Requisitos do exercício → Prossiga com o texto sobre a origem das palavras a partir do ponto em que ele termina.

Trecho extraído →
•••

O diminutivo de puppus, puppa, era pupillus, pupilla. Era usado também para dizer “órfãos”. Como estes costumavam ser recolhidos a instituições que se dedicavam a instruí-los, o sentido passou a ser o de “pessoa sendo ensinada”, daí os pupilos de hoje, bem como o pupil inglês.
GLABELA – esta palavra poucos conheciam, confessem! Ela se refere ao espaço entre as sobrancelhas, que na maioria das pessoas não tem pelos. Vem do Latim glaber, “calvo, sem pelos”. Uma pessoa careca é glabra. Temos áreas glabras na pele, como a planta dos pés e a palma das mãos.
ORELHA – uma raiz Indo-Européia aus- indicava “percepção”. Daí se fez, no Latim, auris, que tinha como diminutivo auricula e que, passando por oricla, deu a nossa “orelha”.
Os fones de ouvido são chamados “auriculares” por que são colocados na orelha.

•••

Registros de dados
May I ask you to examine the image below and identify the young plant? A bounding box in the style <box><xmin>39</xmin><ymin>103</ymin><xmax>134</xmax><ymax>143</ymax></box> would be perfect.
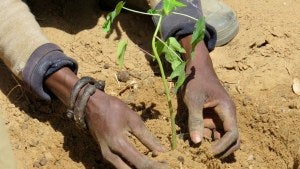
<box><xmin>102</xmin><ymin>0</ymin><xmax>205</xmax><ymax>149</ymax></box>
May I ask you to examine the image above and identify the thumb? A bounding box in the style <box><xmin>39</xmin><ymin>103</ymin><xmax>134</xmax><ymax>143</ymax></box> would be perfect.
<box><xmin>187</xmin><ymin>102</ymin><xmax>204</xmax><ymax>144</ymax></box>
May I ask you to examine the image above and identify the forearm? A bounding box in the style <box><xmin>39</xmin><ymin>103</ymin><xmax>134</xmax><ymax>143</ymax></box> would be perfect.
<box><xmin>45</xmin><ymin>67</ymin><xmax>79</xmax><ymax>105</ymax></box>
<box><xmin>0</xmin><ymin>0</ymin><xmax>49</xmax><ymax>78</ymax></box>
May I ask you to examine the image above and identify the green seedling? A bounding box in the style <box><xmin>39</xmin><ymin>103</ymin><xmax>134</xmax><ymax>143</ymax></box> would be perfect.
<box><xmin>102</xmin><ymin>0</ymin><xmax>205</xmax><ymax>149</ymax></box>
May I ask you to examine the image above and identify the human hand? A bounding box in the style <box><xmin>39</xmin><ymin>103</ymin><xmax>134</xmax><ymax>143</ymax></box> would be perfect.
<box><xmin>45</xmin><ymin>68</ymin><xmax>168</xmax><ymax>169</ymax></box>
<box><xmin>182</xmin><ymin>37</ymin><xmax>240</xmax><ymax>158</ymax></box>
<box><xmin>86</xmin><ymin>91</ymin><xmax>168</xmax><ymax>169</ymax></box>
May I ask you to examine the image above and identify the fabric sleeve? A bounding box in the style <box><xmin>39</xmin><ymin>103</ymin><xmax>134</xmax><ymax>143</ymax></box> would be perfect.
<box><xmin>0</xmin><ymin>0</ymin><xmax>77</xmax><ymax>101</ymax></box>
<box><xmin>153</xmin><ymin>0</ymin><xmax>217</xmax><ymax>51</ymax></box>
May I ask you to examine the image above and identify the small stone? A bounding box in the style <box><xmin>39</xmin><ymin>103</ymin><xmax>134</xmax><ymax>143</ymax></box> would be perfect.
<box><xmin>29</xmin><ymin>140</ymin><xmax>39</xmax><ymax>147</ymax></box>
<box><xmin>44</xmin><ymin>152</ymin><xmax>54</xmax><ymax>160</ymax></box>
<box><xmin>293</xmin><ymin>78</ymin><xmax>300</xmax><ymax>95</ymax></box>
<box><xmin>103</xmin><ymin>63</ymin><xmax>110</xmax><ymax>69</ymax></box>
<box><xmin>247</xmin><ymin>154</ymin><xmax>255</xmax><ymax>161</ymax></box>
<box><xmin>177</xmin><ymin>156</ymin><xmax>184</xmax><ymax>164</ymax></box>
<box><xmin>33</xmin><ymin>162</ymin><xmax>41</xmax><ymax>168</ymax></box>
<box><xmin>289</xmin><ymin>103</ymin><xmax>298</xmax><ymax>109</ymax></box>
<box><xmin>39</xmin><ymin>158</ymin><xmax>48</xmax><ymax>166</ymax></box>
<box><xmin>243</xmin><ymin>96</ymin><xmax>251</xmax><ymax>106</ymax></box>
<box><xmin>117</xmin><ymin>71</ymin><xmax>129</xmax><ymax>82</ymax></box>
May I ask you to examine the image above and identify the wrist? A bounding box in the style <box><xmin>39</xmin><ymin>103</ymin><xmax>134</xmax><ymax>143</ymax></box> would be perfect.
<box><xmin>181</xmin><ymin>35</ymin><xmax>213</xmax><ymax>74</ymax></box>
<box><xmin>45</xmin><ymin>67</ymin><xmax>79</xmax><ymax>105</ymax></box>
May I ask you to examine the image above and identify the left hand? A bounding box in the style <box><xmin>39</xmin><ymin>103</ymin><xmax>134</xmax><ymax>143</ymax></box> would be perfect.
<box><xmin>181</xmin><ymin>36</ymin><xmax>240</xmax><ymax>158</ymax></box>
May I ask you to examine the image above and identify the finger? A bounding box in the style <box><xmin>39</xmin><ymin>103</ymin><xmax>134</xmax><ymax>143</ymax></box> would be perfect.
<box><xmin>213</xmin><ymin>130</ymin><xmax>221</xmax><ymax>140</ymax></box>
<box><xmin>129</xmin><ymin>116</ymin><xmax>165</xmax><ymax>154</ymax></box>
<box><xmin>110</xmin><ymin>138</ymin><xmax>167</xmax><ymax>169</ymax></box>
<box><xmin>100</xmin><ymin>143</ymin><xmax>130</xmax><ymax>169</ymax></box>
<box><xmin>185</xmin><ymin>100</ymin><xmax>204</xmax><ymax>144</ymax></box>
<box><xmin>213</xmin><ymin>104</ymin><xmax>239</xmax><ymax>154</ymax></box>
<box><xmin>203</xmin><ymin>128</ymin><xmax>212</xmax><ymax>140</ymax></box>
<box><xmin>220</xmin><ymin>140</ymin><xmax>241</xmax><ymax>159</ymax></box>
<box><xmin>203</xmin><ymin>116</ymin><xmax>217</xmax><ymax>129</ymax></box>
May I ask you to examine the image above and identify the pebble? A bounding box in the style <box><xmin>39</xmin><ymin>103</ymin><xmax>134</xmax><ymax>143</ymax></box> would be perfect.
<box><xmin>103</xmin><ymin>63</ymin><xmax>110</xmax><ymax>69</ymax></box>
<box><xmin>289</xmin><ymin>103</ymin><xmax>300</xmax><ymax>109</ymax></box>
<box><xmin>117</xmin><ymin>71</ymin><xmax>129</xmax><ymax>82</ymax></box>
<box><xmin>177</xmin><ymin>156</ymin><xmax>184</xmax><ymax>164</ymax></box>
<box><xmin>29</xmin><ymin>140</ymin><xmax>39</xmax><ymax>147</ymax></box>
<box><xmin>44</xmin><ymin>152</ymin><xmax>54</xmax><ymax>160</ymax></box>
<box><xmin>247</xmin><ymin>155</ymin><xmax>255</xmax><ymax>161</ymax></box>
<box><xmin>293</xmin><ymin>78</ymin><xmax>300</xmax><ymax>95</ymax></box>
<box><xmin>39</xmin><ymin>158</ymin><xmax>48</xmax><ymax>166</ymax></box>
<box><xmin>33</xmin><ymin>162</ymin><xmax>41</xmax><ymax>168</ymax></box>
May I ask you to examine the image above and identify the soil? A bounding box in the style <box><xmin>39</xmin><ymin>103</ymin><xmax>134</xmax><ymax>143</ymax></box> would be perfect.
<box><xmin>0</xmin><ymin>0</ymin><xmax>300</xmax><ymax>169</ymax></box>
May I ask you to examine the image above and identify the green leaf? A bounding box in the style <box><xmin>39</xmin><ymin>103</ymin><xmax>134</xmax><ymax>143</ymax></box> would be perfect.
<box><xmin>163</xmin><ymin>0</ymin><xmax>186</xmax><ymax>15</ymax></box>
<box><xmin>155</xmin><ymin>41</ymin><xmax>165</xmax><ymax>56</ymax></box>
<box><xmin>117</xmin><ymin>40</ymin><xmax>127</xmax><ymax>69</ymax></box>
<box><xmin>102</xmin><ymin>1</ymin><xmax>125</xmax><ymax>33</ymax></box>
<box><xmin>147</xmin><ymin>9</ymin><xmax>158</xmax><ymax>14</ymax></box>
<box><xmin>167</xmin><ymin>37</ymin><xmax>185</xmax><ymax>53</ymax></box>
<box><xmin>170</xmin><ymin>62</ymin><xmax>186</xmax><ymax>92</ymax></box>
<box><xmin>191</xmin><ymin>17</ymin><xmax>205</xmax><ymax>58</ymax></box>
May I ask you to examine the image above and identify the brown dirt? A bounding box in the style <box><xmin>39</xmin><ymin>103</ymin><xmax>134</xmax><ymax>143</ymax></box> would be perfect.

•••

Sua resposta →
NARIZ – o Indo-Europeu nas e o Sânscrito nás passaram ao Latim nasus, “nariz, olfato, bom gosto”. Havia também um outro sentido neste idioma: o de “sujeito engraçado, espírito gozador”, decerto porque uma pessoa assim muitas vezes enfia o nariz na vida alheia.
Daí derivou naricae, “ventas, narinas”.
MALAR – é o osso transversal logo abaixo de cada olho, “as maçãs do rosto”. Em Latim, o maxilar superior se chama mala. A história de “maçãs do rosto” teve origem, ao que parece, de uma confusão entre esta palavra mala e malum, “maçã, fruto”, já que, por mais que a gente olhe, esta parte do rosto não faz lembrar uma fruta de qualquer espécie.
LÁBIOS – do Latim labrum, que veio do Indo-Europeu leb. Em Inglês, isto resultou em lip. Deste se formou o lipstick, “bastão de lábio”, que em Francês inicialmente era chamado bâton de rouge, “bastão de vermelho” e que virou batom em nossa língua.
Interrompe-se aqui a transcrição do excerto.